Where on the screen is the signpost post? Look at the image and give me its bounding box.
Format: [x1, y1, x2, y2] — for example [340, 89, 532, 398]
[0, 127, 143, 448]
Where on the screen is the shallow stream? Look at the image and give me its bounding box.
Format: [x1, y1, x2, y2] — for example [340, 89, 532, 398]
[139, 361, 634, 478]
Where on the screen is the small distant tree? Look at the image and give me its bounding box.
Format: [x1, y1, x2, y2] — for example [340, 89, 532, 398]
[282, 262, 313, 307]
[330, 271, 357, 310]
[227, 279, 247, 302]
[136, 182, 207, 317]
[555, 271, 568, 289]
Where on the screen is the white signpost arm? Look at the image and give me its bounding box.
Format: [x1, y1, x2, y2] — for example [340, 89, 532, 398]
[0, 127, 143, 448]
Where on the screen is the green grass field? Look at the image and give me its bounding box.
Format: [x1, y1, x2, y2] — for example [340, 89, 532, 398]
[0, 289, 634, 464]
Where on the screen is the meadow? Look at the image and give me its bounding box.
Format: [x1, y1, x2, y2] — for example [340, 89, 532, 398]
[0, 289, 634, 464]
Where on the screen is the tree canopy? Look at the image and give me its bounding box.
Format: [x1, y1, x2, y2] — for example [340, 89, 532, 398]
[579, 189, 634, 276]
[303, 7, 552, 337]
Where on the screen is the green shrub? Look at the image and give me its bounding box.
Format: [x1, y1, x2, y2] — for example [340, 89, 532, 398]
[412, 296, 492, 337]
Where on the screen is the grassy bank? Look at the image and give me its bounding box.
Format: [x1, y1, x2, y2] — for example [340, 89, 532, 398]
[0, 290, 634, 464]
────────────────────────────────────────
Retype every item above word for word, without changing anything.

> [Right answer]
Where on the screen is the signpost post? Look at the image and give me its bounding box.
Format: [x1, y1, x2, y2] — for example [340, 89, 532, 398]
[0, 127, 143, 448]
Where on the screen is the shallow stream? Look at the image and give me its bounding box.
Format: [x1, y1, x2, y2] — for example [340, 89, 532, 398]
[139, 361, 634, 478]
Where on the screen is the small distant tree? Look at the image and give me its bounding box.
Format: [x1, y1, x2, y2] — for example [340, 89, 532, 398]
[282, 262, 313, 307]
[330, 271, 357, 310]
[227, 279, 247, 302]
[136, 182, 207, 317]
[555, 271, 568, 289]
Where on the screen is the white signpost arm? Look at the image and give me its bounding box.
Format: [x1, y1, x2, y2] — for example [340, 89, 532, 398]
[0, 127, 143, 448]
Where on the screen is the green grass field? Look at the image and give me its bounding box.
Format: [x1, y1, x2, y2] — for example [340, 89, 532, 398]
[0, 289, 634, 464]
Where on the screen is the meadow? Look at the image and give me its bounding box.
Format: [x1, y1, x2, y2] — for example [340, 89, 532, 398]
[0, 289, 634, 464]
Where on the screen is the tree canopy? Look at the image and give me its bounding box.
Format: [x1, y1, x2, y2] — for example [340, 89, 532, 398]
[579, 189, 634, 276]
[303, 7, 552, 337]
Where on the screen is the green shrub? Look at the image and give me its bounding box.
Format: [x1, y1, x2, y2] — for example [340, 89, 532, 398]
[412, 296, 492, 337]
Where on the screen is the grassy bank? Look at the image and give me its bounding box.
Format: [x1, y1, x2, y2] — for example [340, 89, 532, 398]
[0, 290, 634, 464]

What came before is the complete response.